▸ **Extract to read**:
-- begin --

Case studies selection criteria

International projects in which the CA1733 action members are directly involved dealing with NBS and sustainable water management were selected as case studies for this article. The data related to these case studies were obtained from the researchers involved in both the projects and COST Action. Figure 1 shows the geographical location of the case studies, further detailed in the section ‘Case studies’.

Figure 1

Location of reviewed case studies within the COST Action.

Figure 1

Location of reviewed case studies within the COST Action.

REVIEW OF THE EXISTING NBS TOOLS FOR SUSTAINABLE WATER MANAGEMENT

In this time of anthropogenic climate change, urban regions around the world face natural disasters such as heat islands, droughts and floods, as well as urban pressures, for instance, air and water pollution along with resource management inefficiency. Consequently, the sustainable development of urban areas has resulted in decision-makers being caught in challenging situations, while simultaneously having to solve the problem of the excess of one resource and the lack of others. Therefore, based on individual cases, it seems rational to consider the possibility of implementing the concept of the circular economy in addition to connecting two problems – instead of defining them and seeing one aspect as the solution for other elements of a healthy urban socio-environmental system.

-- end --

▸ **Records to process**:
-- begin --

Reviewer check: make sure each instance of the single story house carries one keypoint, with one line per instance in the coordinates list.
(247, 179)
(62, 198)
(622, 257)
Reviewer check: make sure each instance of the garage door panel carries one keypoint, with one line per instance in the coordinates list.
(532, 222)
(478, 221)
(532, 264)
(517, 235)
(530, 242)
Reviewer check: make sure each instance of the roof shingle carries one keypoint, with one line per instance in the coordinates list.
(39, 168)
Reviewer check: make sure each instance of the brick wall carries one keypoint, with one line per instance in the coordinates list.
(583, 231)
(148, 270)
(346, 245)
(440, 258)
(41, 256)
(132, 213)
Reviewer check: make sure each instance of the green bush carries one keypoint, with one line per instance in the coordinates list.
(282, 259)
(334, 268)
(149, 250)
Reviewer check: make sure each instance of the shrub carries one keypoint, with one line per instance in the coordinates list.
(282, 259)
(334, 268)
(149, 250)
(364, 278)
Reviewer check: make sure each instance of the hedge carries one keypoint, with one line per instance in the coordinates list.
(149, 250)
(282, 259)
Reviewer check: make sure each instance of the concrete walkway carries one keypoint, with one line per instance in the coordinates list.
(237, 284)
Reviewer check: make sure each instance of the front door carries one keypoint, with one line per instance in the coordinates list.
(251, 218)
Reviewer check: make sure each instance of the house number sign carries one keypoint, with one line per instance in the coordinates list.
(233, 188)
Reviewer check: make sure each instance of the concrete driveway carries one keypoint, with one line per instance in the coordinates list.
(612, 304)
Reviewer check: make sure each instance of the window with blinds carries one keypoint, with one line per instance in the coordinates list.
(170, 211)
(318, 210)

-- end --

▸ **Given task 1**: Arrange the rows of Block 1 as a numbered list, starting at the row containing "Reviewer check: make sure each instance of the roof" and ending at the last row, leaving out blank lines.
▸ **Given task 2**: Pick up the passage on nature-based solutions for sustainable water management after its final sentence and continue it.

▸ **Expected answer 1**:
1. Reviewer check: make sure each instance of the roof shingle carries one keypoint, with one line per instance in the coordinates list.
2. (39, 168)
3. Reviewer check: make sure each instance of the brick wall carries one keypoint, with one line per instance in the coordinates list.
4. (583, 231)
5. (148, 270)
6. (346, 245)
7. (440, 258)
8. (41, 256)
9. (132, 213)
10. Reviewer check: make sure each instance of the green bush carries one keypoint, with one line per instance in the coordinates list.
11. (282, 259)
12. (334, 268)
13. (149, 250)
14. Reviewer check: make sure each instance of the shrub carries one keypoint, with one line per instance in the coordinates list.
15. (282, 259)
16. (334, 268)
17. (149, 250)
18. (364, 278)
19. Reviewer check: make sure each instance of the hedge carries one keypoint, with one line per instance in the coordinates list.
20. (149, 250)
21. (282, 259)
22. Reviewer check: make sure each instance of the concrete walkway carries one keypoint, with one line per instance in the coordinates list.
23. (237, 284)
24. Reviewer check: make sure each instance of the front door carries one keypoint, with one line per instance in the coordinates list.
25. (251, 218)
26. Reviewer check: make sure each instance of the house number sign carries one keypoint, with one line per instance in the coordinates list.
27. (233, 188)
28. Reviewer check: make sure each instance of the concrete driveway carries one keypoint, with one line per instance in the coordinates list.
29. (612, 304)
30. Reviewer check: make sure each instance of the window with blinds carries one keypoint, with one line per instance in the coordinates list.
31. (170, 211)
32. (318, 210)

▸ **Expected answer 2**:
In this section, we group the sustainable water management under five categories as: (i) stormwater management, (ii) flood protection and risk management, (iii) implementation of blue-green infrastructures, (iv) urban water in the field of food, water and energy ecosystem and (v) urban water pollution control: constructed wetlands.

Stormwater management

In recent years, stormwater management has become an increasingly multidimensional and multidisciplinary issue. Moreover, stormwater presents very distinct qualitative and quantitative characteristics from domestic sewage. It is recognised as the most important source of heavy metals, whereas wastewater constitutes the main source of organic and nitrogenous pollution (Bavor et al. 2001; Eriksson et al. 2007; Barbosa et al. 2012).

In many countries, separate sewer network systems are predominant, and most rainwater networks discharge rainwater directly to receiving waters, without any purification, which is a serious threat to the quality of such water. This is particularly dangerous for small watercourses flowing through cities for which rapid discharge from rainwater drainage systems exceeds the hydraulic capacities, and the introduced pollution load is a serious threat. Further, until the 1990s, it was believed that the best solution to the rainwater problem in cities should be drainage, i.e., efficiently collecting and discharging stormwater to receiving waters (Figure 2).

Figure 2

Historical development of water supply and management (modified from Brown et al. (2009) and Blue Green Solution (2017)).

Figure 2

Historical development of water supply and management (modified from Brown et al. (2009) and Blue Green Solution (2017)).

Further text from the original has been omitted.